> _WRITTEN PROBLEM_
Express all of the following records as a two-column CSV with the columns "request" and "answer," with one row per request. Put the request text and its answer each in a single quoted field, replace line breaks with spaces, and leave out the pictures.

(Rows from a box labeling dataset)
▬▬▬▬▬▬

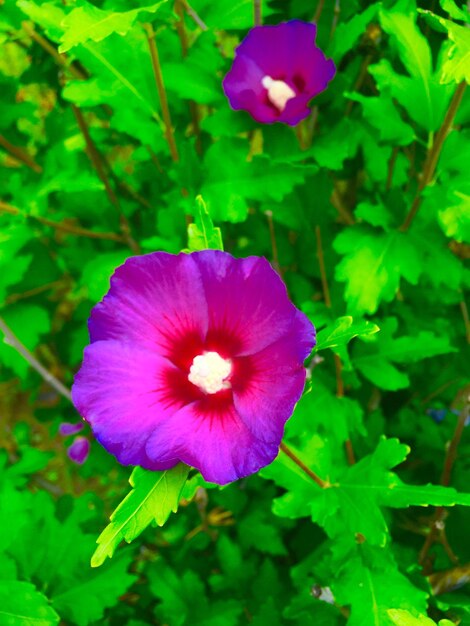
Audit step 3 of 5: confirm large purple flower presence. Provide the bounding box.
[72,250,315,484]
[223,20,336,126]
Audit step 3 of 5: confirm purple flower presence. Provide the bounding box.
[72,250,315,484]
[223,20,336,126]
[67,437,90,465]
[59,422,90,465]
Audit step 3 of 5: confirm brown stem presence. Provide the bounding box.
[315,225,331,309]
[460,300,470,343]
[418,401,470,563]
[0,317,72,402]
[5,279,64,304]
[253,0,263,26]
[0,200,124,242]
[330,0,341,40]
[0,135,42,174]
[385,146,400,191]
[333,354,344,398]
[441,402,470,487]
[175,0,202,154]
[330,188,356,226]
[182,0,209,30]
[281,442,331,489]
[264,211,284,279]
[312,0,325,24]
[71,104,139,253]
[21,22,88,80]
[400,81,467,233]
[344,54,374,117]
[144,23,179,163]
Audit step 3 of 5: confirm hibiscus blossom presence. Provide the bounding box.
[59,422,90,465]
[72,250,315,484]
[223,20,336,126]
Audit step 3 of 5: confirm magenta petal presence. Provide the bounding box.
[72,341,185,467]
[67,437,90,465]
[146,402,279,485]
[233,322,314,438]
[223,20,336,126]
[59,422,84,437]
[89,252,207,355]
[194,250,312,358]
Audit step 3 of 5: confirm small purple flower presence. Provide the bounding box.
[223,20,336,126]
[59,422,90,465]
[72,250,315,484]
[67,437,90,465]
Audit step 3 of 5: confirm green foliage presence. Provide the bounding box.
[91,463,189,567]
[188,196,224,252]
[0,0,470,626]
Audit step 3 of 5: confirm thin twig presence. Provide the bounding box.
[264,211,284,278]
[0,135,42,174]
[182,0,209,30]
[175,0,202,154]
[253,0,263,26]
[385,146,400,191]
[418,398,470,564]
[21,22,88,80]
[344,54,374,117]
[5,279,64,304]
[0,200,125,243]
[144,23,179,163]
[315,225,356,458]
[281,442,331,489]
[71,104,139,253]
[460,300,470,343]
[400,81,467,233]
[330,0,341,40]
[315,225,331,309]
[330,188,356,226]
[312,0,325,24]
[0,317,72,402]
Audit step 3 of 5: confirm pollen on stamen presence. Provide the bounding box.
[188,352,232,394]
[261,76,297,112]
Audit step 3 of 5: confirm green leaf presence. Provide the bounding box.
[332,544,428,626]
[387,609,454,626]
[188,196,224,252]
[439,191,470,243]
[316,315,380,351]
[0,580,60,626]
[440,0,470,23]
[352,318,456,391]
[163,32,224,105]
[369,8,451,131]
[91,463,189,567]
[201,138,315,222]
[328,2,380,63]
[59,0,167,52]
[80,251,129,302]
[344,93,415,146]
[439,18,470,83]
[51,552,136,626]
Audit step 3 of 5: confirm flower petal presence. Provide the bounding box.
[89,252,208,357]
[59,422,85,437]
[236,20,317,80]
[222,55,279,124]
[146,397,280,485]
[232,323,314,445]
[67,437,90,465]
[72,340,197,467]
[193,250,311,358]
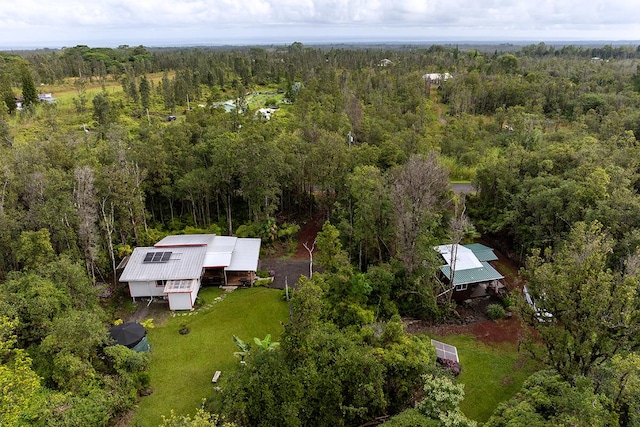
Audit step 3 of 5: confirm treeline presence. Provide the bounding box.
[0,43,640,425]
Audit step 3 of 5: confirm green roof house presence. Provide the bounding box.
[434,243,504,301]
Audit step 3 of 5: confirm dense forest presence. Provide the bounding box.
[0,43,640,426]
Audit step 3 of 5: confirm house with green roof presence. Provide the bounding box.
[434,243,504,301]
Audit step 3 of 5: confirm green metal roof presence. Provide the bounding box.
[440,260,504,285]
[464,243,498,261]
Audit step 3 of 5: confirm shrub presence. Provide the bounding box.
[487,304,505,320]
[253,278,271,286]
[256,269,271,279]
[502,297,513,309]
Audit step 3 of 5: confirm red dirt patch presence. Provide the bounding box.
[407,298,523,344]
[424,318,522,344]
[292,214,324,259]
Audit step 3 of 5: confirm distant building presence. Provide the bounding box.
[422,73,453,85]
[38,93,56,102]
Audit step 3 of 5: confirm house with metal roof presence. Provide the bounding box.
[434,243,504,301]
[120,234,260,310]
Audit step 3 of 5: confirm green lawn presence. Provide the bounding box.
[132,288,287,427]
[434,335,539,422]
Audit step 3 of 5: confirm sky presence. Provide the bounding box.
[0,0,640,49]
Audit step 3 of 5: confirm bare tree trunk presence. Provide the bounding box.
[302,240,316,279]
[227,189,233,236]
[74,166,98,281]
[100,198,118,286]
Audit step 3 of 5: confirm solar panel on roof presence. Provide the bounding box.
[144,252,172,263]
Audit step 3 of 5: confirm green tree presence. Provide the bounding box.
[486,370,618,427]
[16,228,55,270]
[22,66,38,107]
[391,152,449,274]
[416,375,477,427]
[139,75,151,110]
[0,73,16,114]
[522,222,640,381]
[93,93,114,137]
[0,316,40,426]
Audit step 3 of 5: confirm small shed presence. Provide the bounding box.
[109,322,151,352]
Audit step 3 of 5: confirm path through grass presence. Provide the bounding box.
[132,288,287,427]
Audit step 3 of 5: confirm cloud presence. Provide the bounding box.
[0,0,640,44]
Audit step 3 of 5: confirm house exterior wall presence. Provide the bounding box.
[168,292,193,310]
[453,283,478,302]
[167,282,200,310]
[129,280,164,298]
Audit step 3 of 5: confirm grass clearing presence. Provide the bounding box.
[435,335,540,422]
[132,288,287,427]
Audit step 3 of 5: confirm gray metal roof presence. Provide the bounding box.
[440,261,504,285]
[120,246,207,282]
[153,234,216,248]
[226,239,260,271]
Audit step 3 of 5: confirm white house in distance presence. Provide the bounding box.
[120,234,260,310]
[434,243,504,301]
[422,73,453,85]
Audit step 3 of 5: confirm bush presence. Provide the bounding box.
[502,297,513,309]
[253,278,271,286]
[487,304,505,320]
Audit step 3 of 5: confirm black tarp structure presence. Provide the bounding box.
[109,322,149,351]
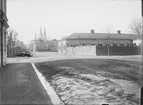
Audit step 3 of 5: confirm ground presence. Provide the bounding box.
[36,55,142,105]
[5,53,142,105]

▬▬▬▬▬▬

> _REPLY TO THE EXERCISE_
request,answer
"Audit step 3 of 5: confirm large purple flower presence. Provide the bounding box.","[72,250,315,484] [223,20,336,126]"
"Audit step 3 of 5: confirm purple flower presence. Provide the bounding box.","[72,250,315,484] [223,20,336,126] [67,437,90,465] [59,422,90,465]"
"Audit step 3 of 5: confirm brown stem presence. Provide the bounding box.","[315,225,331,309] [460,300,470,343] [418,401,470,563] [0,317,72,402] [5,279,64,304] [253,0,263,26] [0,200,124,242] [330,0,341,40] [0,135,42,174] [385,146,400,191] [333,354,344,398] [441,402,470,487] [175,0,202,154] [330,188,356,226] [182,0,209,30] [281,442,331,489] [264,211,284,279] [312,0,325,24] [71,104,139,253] [21,22,88,80] [400,81,467,233] [344,54,374,117] [144,23,179,163]"
"Audit step 3 of 5: confirm hibiscus blossom presence. Provide the bounding box.","[59,422,90,465] [72,250,315,484] [223,20,336,126]"
"Audit step 3 of 5: confirm magenta petal presence. Provide the bounding box.","[72,341,185,467] [67,437,90,465] [146,402,279,485] [233,322,314,438] [223,20,336,126] [59,422,84,437] [89,252,207,355] [194,250,312,358]"
"Audit step 3 of 5: confirm small purple flower presence. Provide the bounding box.","[223,20,336,126] [59,422,90,465] [72,250,315,484] [67,437,90,465]"
"Audit step 3 of 5: confirm green foliage presence. Provide the bounding box.","[91,463,189,567] [188,196,224,252] [0,0,470,626]"
"Audit step 3 of 5: confirm thin twig presence. Provide the bounding box.","[264,211,284,278] [0,135,42,174] [182,0,209,30] [175,0,202,154] [253,0,263,26] [385,146,400,191] [418,398,470,564] [21,22,88,80] [344,54,374,117] [5,279,64,304] [0,200,125,243] [144,23,179,163] [315,225,356,458] [281,442,331,489] [71,104,139,253] [460,300,470,343] [400,81,467,233] [330,0,341,40] [315,225,331,309] [330,188,356,226] [312,0,325,24] [0,317,72,402]"
"Audit step 3 of 5: confirm pollen on stamen presence. Provide the bounding box.","[188,352,232,394] [261,76,297,112]"
"Audit step 3 of 5: confirm green leaf presence. Provide the bounding box.","[332,544,428,626] [387,609,454,626] [188,196,224,252] [439,191,470,243] [316,315,380,351] [0,580,60,626] [440,0,470,23] [352,318,456,391] [163,32,224,105] [369,8,451,131] [91,463,189,567] [201,138,315,222] [328,2,380,63] [59,0,167,52] [80,251,129,302] [344,93,415,146] [439,18,470,83] [51,552,136,626]"
"Audit step 3 of 5: confirm flower petal presence. Provide the bounding box.","[89,252,208,357] [59,422,85,437] [236,20,317,80] [222,55,279,124] [146,397,280,485] [232,323,314,445] [67,437,90,465] [72,340,197,467] [193,250,311,358]"
"Audit step 3 of 5: confirm treeline presence. Provide the bounding box.","[0,43,640,425]"
"Audit step 3 of 5: confirm green roof house presence. Provide the bounding box.","[434,243,504,301]"
"Audit step 3 of 5: confirm dense forest presence. Provide the bounding box.","[0,43,640,426]"
"Audit step 3 of 5: confirm house with green roof presence. Provide the bounding box.","[434,243,504,301]"
"Audit step 3 of 5: confirm green metal roof presence. Provide the bounding box.","[440,260,504,285] [464,243,498,261]"
"Audit step 3 of 5: confirm shrub presence. Provide the bounding box.","[487,304,505,320] [253,278,271,286] [256,269,271,279] [502,297,513,309]"
"Audit step 3 of 5: confirm red dirt patch presence. Provide the bounding box.","[407,298,523,344] [424,318,522,344] [292,214,324,259]"
"Audit step 3 of 5: confirm distant building presence. Provide the bounding box.","[422,73,453,85] [38,93,56,102]"
"Audit step 3 of 5: confirm house with metal roof presence. Provide the bounding box.","[434,243,504,301] [120,234,260,310]"
"Audit step 3 of 5: confirm green lawn presence. Provide the bounding box.","[132,288,287,427] [434,335,539,422]"
"Audit step 3 of 5: confirm sky presence. Provide the bounding box.","[0,0,640,49]"
"Audit step 3 of 5: confirm bare tree trunk presence. Provide the bounding box.","[302,240,316,279] [227,189,233,236] [74,166,98,281] [100,198,118,286]"
"Audit step 3 of 5: confirm solar panel on roof presence. Provide the bounding box.","[144,252,172,263]"
"Audit step 3 of 5: confirm green tree presence. Provide the bounding box.","[486,370,618,427] [16,228,55,270] [22,66,38,107] [391,152,449,274] [416,375,477,427] [139,75,151,110] [0,73,16,114] [522,222,640,381] [93,93,114,137] [0,316,40,426]"
"Audit step 3 of 5: confirm small shed presence. Provide the bounding box.","[109,322,151,352]"
"Audit step 3 of 5: confirm path through grass presence. Provide the bounding box.","[132,288,287,427]"
"Audit step 3 of 5: confirm cloud presence. Provide the bounding box.","[0,0,640,44]"
"Audit step 3 of 5: confirm house exterior wall presence. Provide the bounding box.","[168,292,193,310] [453,283,478,302] [167,282,200,310] [129,280,164,298]"
"Audit step 3 of 5: confirm grass clearing presence. Provide the bounding box.","[435,335,540,422] [132,288,287,427]"
"Audit step 3 of 5: confirm gray metal roof presence. Provide the bounding box.","[440,261,504,285] [120,246,207,282] [153,234,216,248] [226,239,260,271]"
"Audit step 3 of 5: confirm white house in distance presence. Provide the bounding box.","[120,234,260,310] [434,243,504,301] [422,73,453,85]"
"Audit step 3 of 5: confirm bush presence. Provide the bounding box.","[502,297,513,309] [253,278,271,286] [487,304,505,320]"
"Audit step 3 of 5: confirm black tarp structure presence. Provide the bounding box.","[109,322,149,351]"
"Audit step 3 of 5: confirm ground presence. Provide the bounding box.","[36,55,142,105] [5,53,142,105]"